§ **WORK INSTRUCTION**
Each entry in the listing must be set down again word for word.

§ **INFORMATION PROVIDED**
***

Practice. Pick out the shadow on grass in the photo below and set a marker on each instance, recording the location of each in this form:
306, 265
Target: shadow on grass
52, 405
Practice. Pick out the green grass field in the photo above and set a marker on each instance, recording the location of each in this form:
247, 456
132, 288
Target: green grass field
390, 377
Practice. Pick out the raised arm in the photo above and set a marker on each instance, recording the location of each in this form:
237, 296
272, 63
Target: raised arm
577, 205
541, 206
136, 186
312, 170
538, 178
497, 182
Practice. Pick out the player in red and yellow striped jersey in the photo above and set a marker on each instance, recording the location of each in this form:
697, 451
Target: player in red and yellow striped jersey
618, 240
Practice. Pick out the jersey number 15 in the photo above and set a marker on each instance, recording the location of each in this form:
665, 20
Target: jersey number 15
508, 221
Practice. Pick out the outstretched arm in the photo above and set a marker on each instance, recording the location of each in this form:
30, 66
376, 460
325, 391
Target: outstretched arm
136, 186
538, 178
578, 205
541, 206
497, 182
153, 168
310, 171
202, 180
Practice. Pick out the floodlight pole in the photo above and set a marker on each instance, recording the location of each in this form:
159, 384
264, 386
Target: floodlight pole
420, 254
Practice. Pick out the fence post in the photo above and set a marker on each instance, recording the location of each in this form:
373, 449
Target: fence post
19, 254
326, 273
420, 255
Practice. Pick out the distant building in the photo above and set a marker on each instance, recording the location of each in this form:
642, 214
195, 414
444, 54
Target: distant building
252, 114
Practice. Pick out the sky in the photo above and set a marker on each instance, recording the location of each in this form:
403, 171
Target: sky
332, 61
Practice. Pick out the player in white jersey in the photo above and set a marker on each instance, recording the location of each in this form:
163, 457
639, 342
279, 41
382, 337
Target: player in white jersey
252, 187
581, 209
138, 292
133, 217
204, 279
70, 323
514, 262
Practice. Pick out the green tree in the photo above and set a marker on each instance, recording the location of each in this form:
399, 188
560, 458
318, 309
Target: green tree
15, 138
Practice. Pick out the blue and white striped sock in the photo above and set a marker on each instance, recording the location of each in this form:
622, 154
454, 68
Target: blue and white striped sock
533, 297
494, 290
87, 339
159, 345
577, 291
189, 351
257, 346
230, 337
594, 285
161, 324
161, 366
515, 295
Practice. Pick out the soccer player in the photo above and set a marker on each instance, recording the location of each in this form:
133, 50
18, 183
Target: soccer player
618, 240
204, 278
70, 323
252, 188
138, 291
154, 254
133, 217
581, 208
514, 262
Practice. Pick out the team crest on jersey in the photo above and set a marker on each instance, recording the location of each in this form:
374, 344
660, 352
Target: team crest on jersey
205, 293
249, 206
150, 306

***

§ **WRITTEN ANSWER**
Practice. Pick out the shadow on grass in the photo below and set a marker on each instance, recording the location of each in this form:
306, 265
Target: shadow on grass
52, 405
Practice. Pick out the green grass field in the photo above and set a marker on each instance, recording the location of each in this form:
247, 456
132, 288
Target: green grass field
390, 377
Practice. Pick out the raised arm in the photo above and set a marker on each instance, recording the location of each in this form:
237, 296
272, 63
Target: raised arm
577, 205
541, 206
136, 186
312, 170
538, 178
497, 182
Practice. Pick out the player in red and yellow striped jersey in the photo above and set a marker on each instance, recording the location of each in this form:
697, 451
Target: player in red and yellow striped jersey
618, 240
Practice. Pick out the jersey number 15 in the photo above and set a marker on each instance, recording the location of each in this form:
665, 20
Target: jersey number 15
508, 221
Practice. Pick out the outstretched arm in the photo above and set a marker on each instance, recording the location of each in this form:
30, 66
376, 460
325, 391
Target: outstretched arm
136, 186
538, 178
578, 205
541, 206
497, 182
153, 168
310, 171
202, 180
Practice. Pick out the floodlight pole in the photo above and set a marker on each instance, recording the location of each in this form:
159, 384
264, 386
Target: floodlight pole
420, 254
Practice. Pick out the fence post in the photo above and set a marker on each instance, recording the location of each in this form:
373, 449
Target: fence post
19, 254
326, 273
420, 255
Practice. Pick out the distant building in the photo above and set a marker on each instance, recording the location of each in this form:
642, 214
195, 414
444, 54
Target: distant building
252, 114
Practice. Pick out the sky in the photo above and set a marker on each instance, recording the location of each in this form:
403, 171
Target: sky
332, 61
Practice. Pick out the player in white jersey in the photo above and set a marker on each instance, recording the location of each in this form:
163, 457
639, 342
279, 41
382, 337
Target: player in white jersey
252, 187
581, 209
138, 292
133, 217
204, 279
70, 323
514, 262
Practice. Pick out the green tree in the photo above and set a marker on each instance, recording the location of each in this form:
399, 188
560, 458
318, 309
Target: green tree
15, 138
Practice. Pick out the blue and white striped sock in the photo above and set a marker on each instance, recording the location of each in this form:
622, 154
454, 68
Target: blue and white striped sock
533, 297
494, 290
87, 339
159, 345
577, 291
189, 351
257, 346
230, 337
594, 285
161, 324
161, 366
515, 295
Practice. Pick out the soccer player in the photo above and set a marker on each instance, recording the location of each in this form:
133, 50
18, 183
Target: soccer player
618, 240
204, 278
70, 323
252, 188
138, 291
154, 254
133, 217
581, 208
514, 262
Practice. Pick out the team crest on jersey in the photo above and set a marker on each instance, recording the location of each in this form:
374, 344
660, 352
Target: team crest on jersey
205, 293
249, 206
150, 306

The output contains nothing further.